**Testo proposto:**

-.-.-

In prima linea

Alix Delaporte torna a Venezia con un film sul giornalismo d'inchiesta
di Delphine Trouillard
  • mercoledì, 6 settembre 2023

Alix Delaporte ha iniziato la propria carriera come cameraman e reporter per la televisione. Si avvicina al cinema studiando sceneggiatura a La Fémis, a Parigi. Un percorso logico per questa regista, che ha firmato il cortometraggio Comment on freine dans une descente, premiato alla Mostra di Venezia nel 2006, e due lungometraggi Angèle et Tony e Le dernier coup de marteau. Nove anni dopo il suo ultimo lavoro, Alix Delaporte torna a Venezia con Vivants, storia di un gruppo di reporter sempre appassionati, spesso divertenti e talvolta segnati dalla vita e dalla loro professione.

Come ha avuto l’idea per questo film? È scaturita dalla sua esperienza come giornalista e dalla volontà di suscitare un dibattito su chi, tra il pubblico, i produttori e i giornalisti, effettivamente fa informazione oggi?

-.-.-

Trascrivi per favore, senza cambiare nulla, il tratto dell'articolo su Alix Delaporte che va da "Alix Delaporte ha" fino a "fa informazione oggi?". Le righe che seguono non hanno alcun ruolo in questo lavoro.

[Righe di puntamento di oggetti nelle foto]
-.-.-

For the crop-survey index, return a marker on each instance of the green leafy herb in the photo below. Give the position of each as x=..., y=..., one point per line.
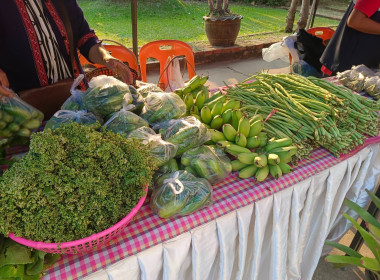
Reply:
x=74, y=182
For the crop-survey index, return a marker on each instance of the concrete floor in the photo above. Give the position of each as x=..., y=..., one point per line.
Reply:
x=230, y=72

-.-.-

**Soluzione:**
Alix Delaporte ha iniziato la propria carriera come cameraman e reporter per la televisione. Si avvicina al cinema studiando sceneggiatura a La Fémis, a Parigi. Un percorso logico per questa regista, che ha firmato il cortometraggio Comment on freine dans une descente, premiato alla Mostra di Venezia nel 2006, e due lungometraggi Angèle et Tony e Le dernier coup de marteau. Nove anni dopo il suo ultimo lavoro, Alix Delaporte torna a Venezia con Vivants, storia di un gruppo di reporter sempre appassionati, spesso divertenti e talvolta segnati dalla vita e dalla loro professione.

Come ha avuto l’idea per questo film? È scaturita dalla sua esperienza come giornalista e dalla volontà di suscitare un dibattito su chi, tra il pubblico, i produttori e i giornalisti, effettivamente fa informazione oggi?